■ WRITTEN TASK 1
List every place name that appears in the travel post about Thailand.
■ WRITTEN TASK 2
In the travel post about Thailand, who does the writer credit with teaching some very valuable lessons?

■ PAGE TEXT

◆ ◆ ◆ ◆ ◆ ◆ ◆

I get the feeling that I will be starting each post the same way… by apologizing for how long it’s taken me to update. Here I am writing a post about Thailand… a month and a half after leaving the country. Sorry Mom.
The thing is, there are so many changes occurring within me in addition to new and exciting things going on all the time that I’m finding it very difficult to set aside enough time to reflect on it all through writing. There just aren’t enough hours in the day, and it doesn’t help that I’ve never been too great with time management.
Thailand was a whirlwind. Unexpectedly, I spent the majority of my time in Bangkok. The city is strangely intoxicating and frustrating all at once. I only expected to stay a few days, but managed to stay several weeks. Don’t ask me how I did it. But I’m glad I did, because I met some amazing people and gained some very insightful knowledge which lent a strong hand to getting my anxiety under control.
After almost 2 weeks in Bangkok I moved south to Krabi and Koh Lanta, where I made some wonderful memories such as… seeing the limestone cliffs jutting out of crystal blue waters, swimming in a cove on a private beach, interacting with monkeys in the wild for the first time, spending my first Thanksgiving away from home, exploring Koh Lanta island by motorbike with a new friend, seeing the sea gypsies, snorkeling with tropical fish, swimming through a dark cave to find a dazzling beach hidden inside, two-stepping in a Thai bar, riding the ferry along the coast, shopping for bargains at night markets, and hiking in the jungle. (Each of these experiences warrants its own blog post but because I suck at this… you’re getting a brief summary instead. I’m sorry.) Somewhere in all of these new experiences I managed to get a firm hold on my anxiety and carry on in a much more confident manner. Things were looking up; it was like seeing the world with new eyes. (I must give considerable credit to a monk I met in Bangkok who taught me some very valuable lessons… lessons which made a huge difference on my level of comfort, confidence and ability to move forward).
As a side note I might add that as wonderful as all these experiences were, it almost felt like Thailand was a country built for tourists. It is not quite the “getaway” destination that some might imagine it to be, and getting ripped off is the norm. To me, that’s okay, I wasn’t looking to get away but rather to observe. And I learned how to deal with the situations when people were just trying to pinch out a few more dollars from me. Tourism in Thailand, a topic of its own, has both positive and harmful effects (in my opinion and based on my limited amount of knowledge). But take what I say with a grain of salt. I enjoyed every second that I spent doing “touristy stuff” and as ransacked and at times unauthentic it might have seemed, there were still very neat, original experiences to be sought out and wonderful people to meet on every corner.

◆ ◆ ◆ ◆ ◆ ◆ ◆

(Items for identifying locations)
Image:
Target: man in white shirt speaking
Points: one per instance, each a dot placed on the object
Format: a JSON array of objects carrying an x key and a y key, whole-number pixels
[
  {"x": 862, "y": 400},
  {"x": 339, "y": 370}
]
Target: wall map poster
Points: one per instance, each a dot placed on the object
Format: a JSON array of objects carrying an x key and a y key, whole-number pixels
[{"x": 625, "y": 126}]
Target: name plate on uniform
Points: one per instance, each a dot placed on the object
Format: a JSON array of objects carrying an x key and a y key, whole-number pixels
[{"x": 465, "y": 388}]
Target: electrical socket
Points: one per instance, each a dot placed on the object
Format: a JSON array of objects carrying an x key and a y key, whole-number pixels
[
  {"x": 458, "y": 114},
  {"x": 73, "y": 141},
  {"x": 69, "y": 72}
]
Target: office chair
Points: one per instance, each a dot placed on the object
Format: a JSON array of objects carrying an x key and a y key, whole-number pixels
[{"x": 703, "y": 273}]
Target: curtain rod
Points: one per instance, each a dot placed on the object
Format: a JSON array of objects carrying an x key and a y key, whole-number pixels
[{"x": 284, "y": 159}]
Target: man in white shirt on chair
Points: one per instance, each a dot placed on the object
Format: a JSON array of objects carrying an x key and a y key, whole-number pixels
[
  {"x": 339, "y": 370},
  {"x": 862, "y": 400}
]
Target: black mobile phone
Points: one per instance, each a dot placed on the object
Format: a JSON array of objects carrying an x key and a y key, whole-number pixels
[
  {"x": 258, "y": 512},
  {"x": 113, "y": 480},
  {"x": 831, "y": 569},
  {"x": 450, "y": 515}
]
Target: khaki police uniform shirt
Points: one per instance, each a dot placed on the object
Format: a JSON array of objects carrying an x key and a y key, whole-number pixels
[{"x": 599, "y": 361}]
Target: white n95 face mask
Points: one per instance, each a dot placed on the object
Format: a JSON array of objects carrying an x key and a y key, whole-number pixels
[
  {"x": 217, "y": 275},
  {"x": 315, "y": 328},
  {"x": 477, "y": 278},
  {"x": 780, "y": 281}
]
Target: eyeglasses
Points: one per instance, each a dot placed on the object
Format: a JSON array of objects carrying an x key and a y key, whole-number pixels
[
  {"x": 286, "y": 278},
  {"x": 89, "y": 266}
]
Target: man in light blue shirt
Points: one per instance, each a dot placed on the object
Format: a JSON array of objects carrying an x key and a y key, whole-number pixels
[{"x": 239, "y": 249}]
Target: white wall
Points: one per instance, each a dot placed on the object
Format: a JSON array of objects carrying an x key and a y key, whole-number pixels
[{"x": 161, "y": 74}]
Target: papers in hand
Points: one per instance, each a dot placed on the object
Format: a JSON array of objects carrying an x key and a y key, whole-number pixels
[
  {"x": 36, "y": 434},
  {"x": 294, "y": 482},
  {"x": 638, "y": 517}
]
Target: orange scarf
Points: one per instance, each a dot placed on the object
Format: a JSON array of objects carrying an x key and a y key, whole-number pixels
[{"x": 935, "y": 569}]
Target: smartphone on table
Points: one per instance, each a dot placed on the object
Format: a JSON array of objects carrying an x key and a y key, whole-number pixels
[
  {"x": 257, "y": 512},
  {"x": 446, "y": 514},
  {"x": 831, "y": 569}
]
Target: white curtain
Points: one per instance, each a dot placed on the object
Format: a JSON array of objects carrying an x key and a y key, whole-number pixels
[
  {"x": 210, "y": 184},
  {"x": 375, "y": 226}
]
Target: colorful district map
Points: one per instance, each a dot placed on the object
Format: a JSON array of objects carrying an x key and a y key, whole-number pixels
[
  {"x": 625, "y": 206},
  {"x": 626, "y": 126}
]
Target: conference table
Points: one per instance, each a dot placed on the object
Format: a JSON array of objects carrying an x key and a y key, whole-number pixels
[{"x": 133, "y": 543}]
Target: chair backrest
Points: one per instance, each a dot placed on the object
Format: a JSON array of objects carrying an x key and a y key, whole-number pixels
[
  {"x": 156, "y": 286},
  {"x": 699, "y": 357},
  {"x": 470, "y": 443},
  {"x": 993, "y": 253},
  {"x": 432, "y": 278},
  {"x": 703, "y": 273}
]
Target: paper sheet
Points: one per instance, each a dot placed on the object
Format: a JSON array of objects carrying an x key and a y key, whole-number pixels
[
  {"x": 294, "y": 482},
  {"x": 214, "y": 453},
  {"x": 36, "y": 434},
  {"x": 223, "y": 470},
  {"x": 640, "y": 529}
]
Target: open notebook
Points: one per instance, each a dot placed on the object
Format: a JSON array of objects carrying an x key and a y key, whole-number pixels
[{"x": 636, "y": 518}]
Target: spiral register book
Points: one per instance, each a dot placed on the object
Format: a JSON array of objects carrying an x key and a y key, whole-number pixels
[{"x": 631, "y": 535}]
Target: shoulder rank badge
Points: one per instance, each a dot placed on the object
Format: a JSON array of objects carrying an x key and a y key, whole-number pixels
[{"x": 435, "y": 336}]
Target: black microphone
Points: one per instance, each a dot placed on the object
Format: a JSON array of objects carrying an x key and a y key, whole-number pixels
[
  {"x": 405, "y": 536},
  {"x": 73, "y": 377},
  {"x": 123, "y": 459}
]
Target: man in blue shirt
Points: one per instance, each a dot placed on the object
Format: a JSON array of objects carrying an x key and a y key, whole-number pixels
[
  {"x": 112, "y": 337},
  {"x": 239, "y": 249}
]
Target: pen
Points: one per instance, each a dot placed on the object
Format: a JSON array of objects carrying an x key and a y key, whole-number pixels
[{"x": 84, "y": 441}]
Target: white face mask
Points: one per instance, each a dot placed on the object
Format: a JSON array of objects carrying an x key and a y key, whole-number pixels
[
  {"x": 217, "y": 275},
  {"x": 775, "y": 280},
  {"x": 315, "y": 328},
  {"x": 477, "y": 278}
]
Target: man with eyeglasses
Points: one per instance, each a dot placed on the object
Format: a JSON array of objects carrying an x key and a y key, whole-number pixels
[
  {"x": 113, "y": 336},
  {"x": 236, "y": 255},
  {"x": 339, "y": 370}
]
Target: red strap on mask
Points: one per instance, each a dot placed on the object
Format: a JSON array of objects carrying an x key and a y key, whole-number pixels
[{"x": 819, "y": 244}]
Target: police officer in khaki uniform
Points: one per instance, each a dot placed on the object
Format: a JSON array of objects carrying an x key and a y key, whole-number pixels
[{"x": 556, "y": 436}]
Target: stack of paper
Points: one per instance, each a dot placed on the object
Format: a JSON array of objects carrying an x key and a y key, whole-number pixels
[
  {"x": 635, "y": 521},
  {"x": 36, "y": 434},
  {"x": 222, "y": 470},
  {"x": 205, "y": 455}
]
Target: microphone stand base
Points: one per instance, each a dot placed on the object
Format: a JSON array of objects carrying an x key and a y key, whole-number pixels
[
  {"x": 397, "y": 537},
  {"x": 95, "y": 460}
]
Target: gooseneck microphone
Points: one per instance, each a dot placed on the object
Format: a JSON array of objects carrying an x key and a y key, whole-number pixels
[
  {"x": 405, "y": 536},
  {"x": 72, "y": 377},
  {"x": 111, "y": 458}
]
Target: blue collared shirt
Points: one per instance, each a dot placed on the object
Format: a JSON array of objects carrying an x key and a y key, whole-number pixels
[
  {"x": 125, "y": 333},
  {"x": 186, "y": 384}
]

◆ ◆ ◆ ◆ ◆ ◆ ◆

■ FINAL ANSWER 1
Thailand, Bangkok, Krabi, Koh Lanta

■ FINAL ANSWER 2
A monk the writer met in Bangkok.